Work instructions
In two sentences, summarize the article below on Jamaica's Zones of Special Operations.

Document
* start *
‘Take away gangsters’ playgrounds’
Experts weigh efficiency of ZOSO’s social intervention methods; CAPRI reports calls for review of strategies
The spotlight on social-intervention tactics in crime-ravaged neighbourhoods, controlled by gangs with unchecked violence, is glaring. While some critics and security stakeholders support these methods, others remain critical, citing their prolonged history of failures despite being deemed essential by some.
The issue was among those that took centre stage last week as the Caribbean Policy Research Institute’s (CAPRI’s) launched its latest study, dubbed “Groundwork for Peace: Reorienting Zones of Special Operations (ZOSOs) for Sustained Violence Reduction”.
The report evaluates the 2017-launched government initiative, critiquing the “hearts and minds” approach, suggesting that it overlooks violence by organised gangs in informal communities. It also posits that the ZOSOs’ current focus on social development and infrastructure does not adequately address gang strongholds, even as it advocates for land tenure regularisation in areas.
In explaining the rationale for ZOSOs, National Security Minister Dr Horace Chang has noted that this approach is different from previous strategies, where social intervention took place without the removal of criminals. Instead, he outlined the need to ‘clear, hold and build’ communities.
“The clear, hold and build strategy is to remove gangs from the community, leave the police in there, and in the build phase we deal with both the social and infrastructure problems in those communities,” he said in 2021, arguing that this would produce long-term results and provide the best chance of success for community-based organisations.
But many are questioning whether the strategy is working, suggesting a new approach.
The CAPRI study recommends that the Government revise the current ZOSO strategy to a three-pronged approach targeted at formalising informal and semi-formal communities; that it continue localised states of emergency or similar measures to temporarily detain known perpetrators of violent crimes, and that it make social intervention targeting behaviour modification a priority in the face of making land tenure and infrastructure regularisation a primary focus.
“ZOSO’s focus on social development initiatives and cursory infrastructural projects does not directly address the fact that communities function as safe havens for violent gangs. By ignoring that, the strategy fails to effect the transformations that would reduce extreme violence sustainably,” reads a section of the study.
The qualitative study reviewed, among variables, academic literature, analysed crime policies internationally, and also scrutinised a compilation of crime and violence statistics from the Jamaica Constabulary Force over 11 years. It was limited by “the extent of the analysis concerning ZOSOs and land tenure regularisation, and the unavailability of specific data ... details on gangs, such as gang members, sizes and location”.
More than 500 homicides have been reported in Jamaica this year, some of which have taken place in or near ZOSOs. There are currently seven active ZOSOs located in Denham Town in Kingston; Norwood and Mount Salem in St James; Greenwich Town, Parade Gardens and August Town in St Andrew; and Savanna-la-Mar in Westmoreland.
Chang has openly chided Jamaica’s social intervention initiatives, arguing that they have not been effective as crime-fighting measures. For a decade, he argued, some $380 billion has been spent on social intervention nationally with not much to show.
ZOSO spend
Yesterday, the Jamaica Social Investment Fund told The Sunday Gleaner that since 2017, it has spent just under $2.5 billion in five of the ZOSOs on infrastructure such as roads, water, drainage, school rehabilitation, safe passage, and land tenure. The sum also includes improvement works on police stations, parks and green spaces, as well as zinc fence removal and substitution.
* end *
Object point labels
* start *
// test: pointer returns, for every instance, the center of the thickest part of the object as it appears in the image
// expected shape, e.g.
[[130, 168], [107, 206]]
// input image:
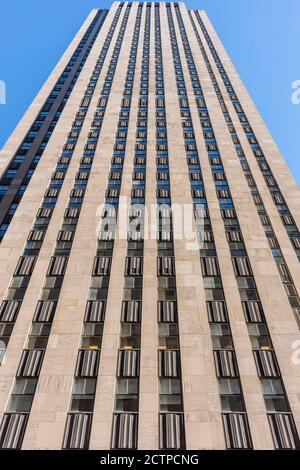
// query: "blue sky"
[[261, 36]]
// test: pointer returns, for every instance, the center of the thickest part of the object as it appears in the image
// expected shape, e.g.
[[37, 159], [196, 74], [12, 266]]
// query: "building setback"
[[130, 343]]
* end *
* start *
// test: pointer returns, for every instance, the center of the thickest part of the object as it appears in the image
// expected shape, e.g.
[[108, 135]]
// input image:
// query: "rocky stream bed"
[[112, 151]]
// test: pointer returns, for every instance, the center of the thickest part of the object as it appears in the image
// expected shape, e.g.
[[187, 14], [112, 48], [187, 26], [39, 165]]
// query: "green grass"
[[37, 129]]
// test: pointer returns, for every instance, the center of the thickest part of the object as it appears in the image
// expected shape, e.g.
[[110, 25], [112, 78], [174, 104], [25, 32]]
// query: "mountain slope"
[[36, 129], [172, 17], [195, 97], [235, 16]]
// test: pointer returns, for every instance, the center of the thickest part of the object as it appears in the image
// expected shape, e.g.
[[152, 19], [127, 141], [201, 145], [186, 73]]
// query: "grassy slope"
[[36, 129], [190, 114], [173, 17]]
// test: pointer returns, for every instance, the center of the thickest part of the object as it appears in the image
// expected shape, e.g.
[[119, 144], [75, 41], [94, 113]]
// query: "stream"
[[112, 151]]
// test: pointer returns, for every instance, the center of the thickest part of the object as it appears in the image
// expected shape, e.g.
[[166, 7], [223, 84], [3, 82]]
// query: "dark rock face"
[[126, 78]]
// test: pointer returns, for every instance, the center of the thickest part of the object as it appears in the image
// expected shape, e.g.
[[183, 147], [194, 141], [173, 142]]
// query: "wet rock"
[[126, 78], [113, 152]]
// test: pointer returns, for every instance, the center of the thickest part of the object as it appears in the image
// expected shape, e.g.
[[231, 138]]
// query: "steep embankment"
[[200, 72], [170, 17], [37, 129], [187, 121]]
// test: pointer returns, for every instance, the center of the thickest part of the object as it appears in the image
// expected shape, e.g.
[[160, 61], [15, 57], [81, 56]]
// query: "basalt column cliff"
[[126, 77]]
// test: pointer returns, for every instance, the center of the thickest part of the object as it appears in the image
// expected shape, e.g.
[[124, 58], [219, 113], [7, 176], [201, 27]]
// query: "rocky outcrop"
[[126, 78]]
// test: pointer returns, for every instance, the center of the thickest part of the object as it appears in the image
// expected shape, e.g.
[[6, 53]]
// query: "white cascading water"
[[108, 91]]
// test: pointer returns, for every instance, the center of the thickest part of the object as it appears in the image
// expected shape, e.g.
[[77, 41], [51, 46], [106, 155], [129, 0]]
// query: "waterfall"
* end *
* start *
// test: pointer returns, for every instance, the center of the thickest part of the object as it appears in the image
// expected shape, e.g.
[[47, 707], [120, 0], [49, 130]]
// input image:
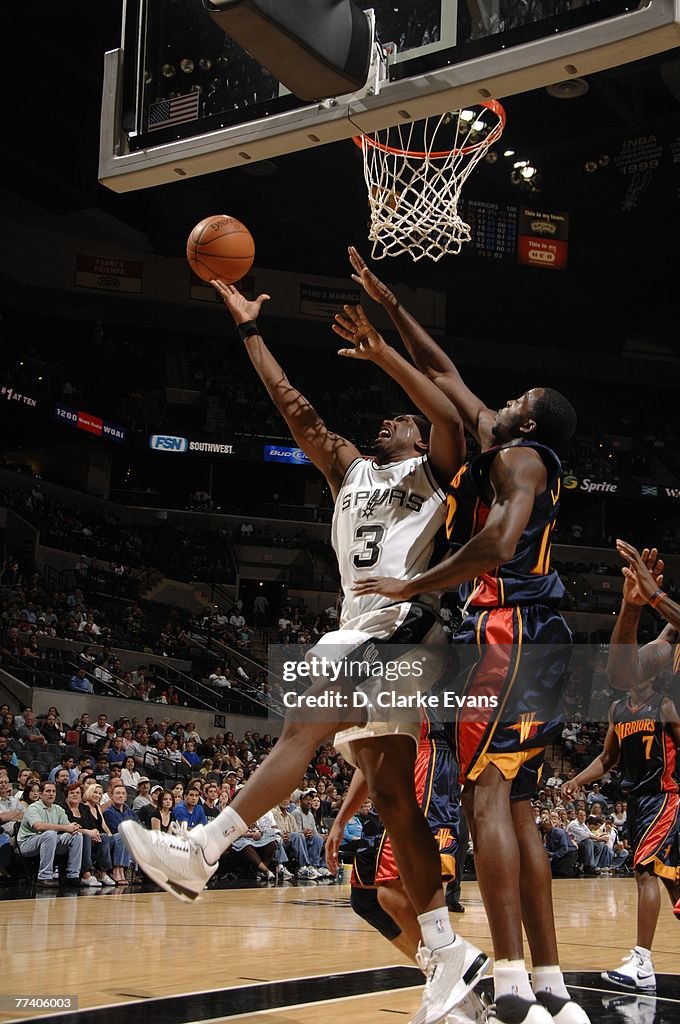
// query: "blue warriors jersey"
* end *
Solved exercise
A CAPRI study launched last week evaluates the government's Zones of Special Operations (ZOSOs), introduced in 2017, and argues that their focus on social development and infrastructure fails to address communities functioning as safe havens for violent gangs. The study recommends formalizing informal communities, continuing localized states of emergency to detain known perpetrators, and pursuing social intervention aimed at behavior modification, while National Security Minister Horace Chang has promoted a "clear, hold and build" strategy yet criticized national social intervention spending as ineffective against crime.